| Written task |
Convert the material below into a Markdown table with the columns Row and Line, giving each non-blank line its own numbered row and omitting blank lines.
--- start of Input rows ---
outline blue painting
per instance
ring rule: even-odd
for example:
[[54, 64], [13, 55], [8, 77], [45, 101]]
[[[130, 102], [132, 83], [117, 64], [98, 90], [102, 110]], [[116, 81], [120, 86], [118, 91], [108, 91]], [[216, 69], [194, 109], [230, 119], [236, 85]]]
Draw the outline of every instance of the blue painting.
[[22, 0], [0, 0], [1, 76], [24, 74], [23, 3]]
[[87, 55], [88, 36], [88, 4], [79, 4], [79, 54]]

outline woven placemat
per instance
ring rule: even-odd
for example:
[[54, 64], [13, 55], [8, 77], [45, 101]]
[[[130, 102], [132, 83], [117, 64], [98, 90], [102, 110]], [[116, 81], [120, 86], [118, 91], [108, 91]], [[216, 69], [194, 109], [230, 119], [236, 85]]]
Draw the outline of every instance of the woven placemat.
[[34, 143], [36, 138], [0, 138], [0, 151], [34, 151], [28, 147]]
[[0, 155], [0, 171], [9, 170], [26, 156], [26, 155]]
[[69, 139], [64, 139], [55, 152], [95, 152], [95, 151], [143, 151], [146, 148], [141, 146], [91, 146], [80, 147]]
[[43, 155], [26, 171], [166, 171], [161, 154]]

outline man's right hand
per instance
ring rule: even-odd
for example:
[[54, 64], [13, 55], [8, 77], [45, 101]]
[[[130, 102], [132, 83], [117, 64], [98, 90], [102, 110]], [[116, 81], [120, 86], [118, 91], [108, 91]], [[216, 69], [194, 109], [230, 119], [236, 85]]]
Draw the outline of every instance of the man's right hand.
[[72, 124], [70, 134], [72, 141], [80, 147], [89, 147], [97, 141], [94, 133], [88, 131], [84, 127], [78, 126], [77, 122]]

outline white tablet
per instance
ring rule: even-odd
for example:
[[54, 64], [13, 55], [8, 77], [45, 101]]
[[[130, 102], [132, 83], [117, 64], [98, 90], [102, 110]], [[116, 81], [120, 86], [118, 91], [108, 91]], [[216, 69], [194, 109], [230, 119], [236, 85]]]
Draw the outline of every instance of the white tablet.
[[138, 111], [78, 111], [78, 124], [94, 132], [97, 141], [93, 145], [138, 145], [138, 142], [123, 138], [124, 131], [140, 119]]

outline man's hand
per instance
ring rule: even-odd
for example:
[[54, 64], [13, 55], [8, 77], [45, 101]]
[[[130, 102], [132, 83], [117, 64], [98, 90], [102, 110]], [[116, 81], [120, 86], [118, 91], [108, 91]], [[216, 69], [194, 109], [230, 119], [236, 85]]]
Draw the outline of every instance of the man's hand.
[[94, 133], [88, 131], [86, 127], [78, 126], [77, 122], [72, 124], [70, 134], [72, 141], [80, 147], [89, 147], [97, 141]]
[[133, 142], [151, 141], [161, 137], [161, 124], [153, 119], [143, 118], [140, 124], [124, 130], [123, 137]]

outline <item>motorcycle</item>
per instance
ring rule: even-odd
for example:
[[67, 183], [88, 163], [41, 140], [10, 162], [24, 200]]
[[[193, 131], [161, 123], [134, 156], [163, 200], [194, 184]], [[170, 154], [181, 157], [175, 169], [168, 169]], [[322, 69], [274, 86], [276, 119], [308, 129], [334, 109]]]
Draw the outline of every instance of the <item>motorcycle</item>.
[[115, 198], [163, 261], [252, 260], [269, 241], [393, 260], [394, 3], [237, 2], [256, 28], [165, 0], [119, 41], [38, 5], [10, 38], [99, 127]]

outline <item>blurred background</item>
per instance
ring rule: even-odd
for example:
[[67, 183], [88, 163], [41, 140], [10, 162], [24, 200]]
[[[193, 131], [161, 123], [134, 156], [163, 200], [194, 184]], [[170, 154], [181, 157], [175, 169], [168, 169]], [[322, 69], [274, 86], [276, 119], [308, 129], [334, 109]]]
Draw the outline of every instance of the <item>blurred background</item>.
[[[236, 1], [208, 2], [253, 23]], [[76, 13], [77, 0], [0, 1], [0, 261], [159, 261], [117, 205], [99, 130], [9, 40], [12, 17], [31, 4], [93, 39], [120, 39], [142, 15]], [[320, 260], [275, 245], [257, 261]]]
--- end of Input rows ---
| Solution to this exercise |
| Row | Line |
|---|---|
| 1 | outline blue painting |
| 2 | per instance |
| 3 | ring rule: even-odd |
| 4 | for example: |
| 5 | [[54, 64], [13, 55], [8, 77], [45, 101]] |
| 6 | [[[130, 102], [132, 83], [117, 64], [98, 90], [102, 110]], [[116, 81], [120, 86], [118, 91], [108, 91]], [[216, 69], [194, 109], [230, 119], [236, 85]]] |
| 7 | Draw the outline of every instance of the blue painting. |
| 8 | [[22, 0], [0, 0], [1, 76], [24, 74], [23, 3]] |
| 9 | [[87, 55], [88, 36], [88, 4], [79, 4], [79, 54]] |
| 10 | outline woven placemat |
| 11 | per instance |
| 12 | ring rule: even-odd |
| 13 | for example: |
| 14 | [[54, 64], [13, 55], [8, 77], [45, 101]] |
| 15 | [[[130, 102], [132, 83], [117, 64], [98, 90], [102, 110]], [[116, 81], [120, 86], [118, 91], [108, 91]], [[216, 69], [194, 109], [230, 119], [236, 85]]] |
| 16 | Draw the outline of every instance of the woven placemat. |
| 17 | [[34, 143], [36, 138], [0, 138], [0, 151], [34, 151], [28, 147]] |
| 18 | [[0, 155], [0, 171], [9, 170], [26, 156], [26, 155]] |
| 19 | [[69, 139], [64, 139], [55, 152], [95, 152], [95, 151], [143, 151], [146, 148], [141, 146], [91, 146], [80, 147]] |
| 20 | [[43, 155], [26, 171], [166, 171], [161, 154]] |
| 21 | outline man's right hand |
| 22 | per instance |
| 23 | ring rule: even-odd |
| 24 | for example: |
| 25 | [[54, 64], [13, 55], [8, 77], [45, 101]] |
| 26 | [[[130, 102], [132, 83], [117, 64], [98, 90], [102, 110]], [[116, 81], [120, 86], [118, 91], [108, 91]], [[216, 69], [194, 109], [230, 119], [236, 85]]] |
| 27 | Draw the outline of every instance of the man's right hand. |
| 28 | [[72, 124], [70, 134], [72, 141], [80, 147], [89, 147], [97, 141], [94, 133], [88, 131], [84, 127], [78, 126], [77, 122]] |
| 29 | outline white tablet |
| 30 | per instance |
| 31 | ring rule: even-odd |
| 32 | for example: |
| 33 | [[54, 64], [13, 55], [8, 77], [45, 101]] |
| 34 | [[[130, 102], [132, 83], [117, 64], [98, 90], [102, 110]], [[116, 81], [120, 86], [118, 91], [108, 91]], [[216, 69], [194, 109], [230, 119], [236, 85]]] |
| 35 | Draw the outline of every instance of the white tablet. |
| 36 | [[138, 111], [78, 111], [78, 124], [94, 132], [97, 141], [93, 145], [138, 145], [138, 142], [123, 138], [124, 131], [140, 119]] |
| 37 | outline man's hand |
| 38 | per instance |
| 39 | ring rule: even-odd |
| 40 | for example: |
| 41 | [[54, 64], [13, 55], [8, 77], [45, 101]] |
| 42 | [[[130, 102], [132, 83], [117, 64], [98, 90], [102, 110]], [[116, 81], [120, 86], [118, 91], [108, 91]], [[216, 69], [194, 109], [230, 119], [236, 85]]] |
| 43 | Draw the outline of every instance of the man's hand. |
| 44 | [[94, 133], [88, 131], [86, 127], [78, 126], [77, 122], [72, 124], [70, 134], [72, 141], [80, 147], [89, 147], [97, 141]] |
| 45 | [[133, 142], [151, 141], [161, 137], [161, 124], [153, 119], [143, 118], [140, 124], [124, 130], [123, 137]] |
| 46 | outline <item>motorcycle</item> |
| 47 | per instance |
| 48 | ring rule: even-odd |
| 49 | for example: |
| 50 | [[67, 183], [88, 163], [41, 140], [10, 162], [24, 200]] |
| 51 | [[[193, 131], [161, 123], [134, 156], [163, 200], [194, 184]], [[170, 154], [181, 157], [175, 169], [168, 169]], [[322, 69], [274, 86], [276, 119], [308, 129], [334, 109]]] |
| 52 | Draw the outline of every instance of the <item>motorcycle</item>. |
| 53 | [[115, 198], [163, 261], [252, 260], [269, 241], [393, 260], [394, 3], [237, 2], [256, 28], [165, 0], [119, 41], [38, 5], [10, 38], [99, 127]] |
| 54 | outline <item>blurred background</item> |
| 55 | per instance |
| 56 | ring rule: even-odd |
| 57 | for example: |
| 58 | [[67, 183], [88, 163], [41, 140], [10, 162], [24, 200]] |
| 59 | [[[193, 131], [161, 123], [134, 156], [163, 200], [194, 184]], [[170, 154], [181, 157], [175, 169], [168, 169]], [[322, 69], [274, 86], [276, 119], [308, 129], [334, 109]]] |
| 60 | Draw the outline of every instance of the <item>blurred background</item>. |
| 61 | [[[236, 1], [208, 2], [253, 23]], [[76, 13], [77, 0], [0, 1], [0, 261], [159, 261], [117, 205], [99, 130], [9, 40], [12, 17], [31, 4], [93, 39], [120, 39], [142, 15]], [[320, 260], [275, 245], [257, 261]]] |